Work to do:
Copy out every line of the material below that contains the word "Write".

Records supplied:
----
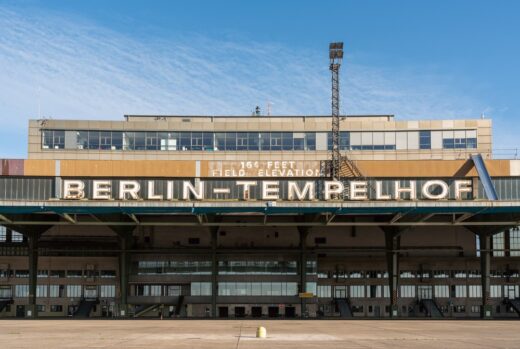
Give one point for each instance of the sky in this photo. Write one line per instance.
----
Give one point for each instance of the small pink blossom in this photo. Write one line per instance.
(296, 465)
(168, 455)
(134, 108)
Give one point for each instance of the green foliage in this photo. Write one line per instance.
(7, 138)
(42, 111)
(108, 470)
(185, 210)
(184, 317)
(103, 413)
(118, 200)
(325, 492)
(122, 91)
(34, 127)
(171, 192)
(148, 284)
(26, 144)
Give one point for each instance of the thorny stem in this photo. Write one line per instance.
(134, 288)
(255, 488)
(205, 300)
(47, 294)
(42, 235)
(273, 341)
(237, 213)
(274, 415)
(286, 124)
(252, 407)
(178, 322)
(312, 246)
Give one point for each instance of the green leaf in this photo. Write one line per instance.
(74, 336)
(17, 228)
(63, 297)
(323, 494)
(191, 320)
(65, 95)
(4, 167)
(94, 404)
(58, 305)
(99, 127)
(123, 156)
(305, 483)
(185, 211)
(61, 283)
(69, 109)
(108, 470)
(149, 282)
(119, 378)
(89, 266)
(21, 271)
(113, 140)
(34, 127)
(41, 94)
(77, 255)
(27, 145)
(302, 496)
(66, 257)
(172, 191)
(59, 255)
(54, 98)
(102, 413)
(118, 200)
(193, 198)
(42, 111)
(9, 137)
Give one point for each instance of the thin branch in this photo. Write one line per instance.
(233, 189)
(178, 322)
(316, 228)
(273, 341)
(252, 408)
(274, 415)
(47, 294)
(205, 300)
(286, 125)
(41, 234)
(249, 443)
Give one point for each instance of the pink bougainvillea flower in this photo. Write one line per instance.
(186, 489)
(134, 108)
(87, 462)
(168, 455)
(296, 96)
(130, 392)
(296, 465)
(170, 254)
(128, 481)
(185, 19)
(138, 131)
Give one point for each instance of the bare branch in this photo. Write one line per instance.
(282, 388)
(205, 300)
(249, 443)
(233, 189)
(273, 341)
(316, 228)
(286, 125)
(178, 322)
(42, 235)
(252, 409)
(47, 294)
----
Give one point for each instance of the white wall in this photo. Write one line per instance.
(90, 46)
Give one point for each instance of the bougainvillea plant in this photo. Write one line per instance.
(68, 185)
----
Full solution:
Give one point for each instance of the sky in this photo. Write one line per instance.
Give one point for each instance of the small pink blossom in this photo. Write one line per instance.
Give one point for each instance of the green foliage in this photo. Write one line per instance.
Give one point for each instance of the thorny stem in this photo. Write one line per instance.
Give one point for each instance of the green leaf in this photo. Write one line per instance.
Give one point for each instance of the thin branch in this photo. Write one line per instance.
Give one point for each instance of the pink bougainvillea flower in this photo. Write one line per instance.
Give one point for each instance of the bare branch in this photo. Write one line per instance.
Give one point for each instance of the white wall in this photo. Write one line per instance.
Give one point for each instance of the bougainvillea plant in this photo. Write one line per instance.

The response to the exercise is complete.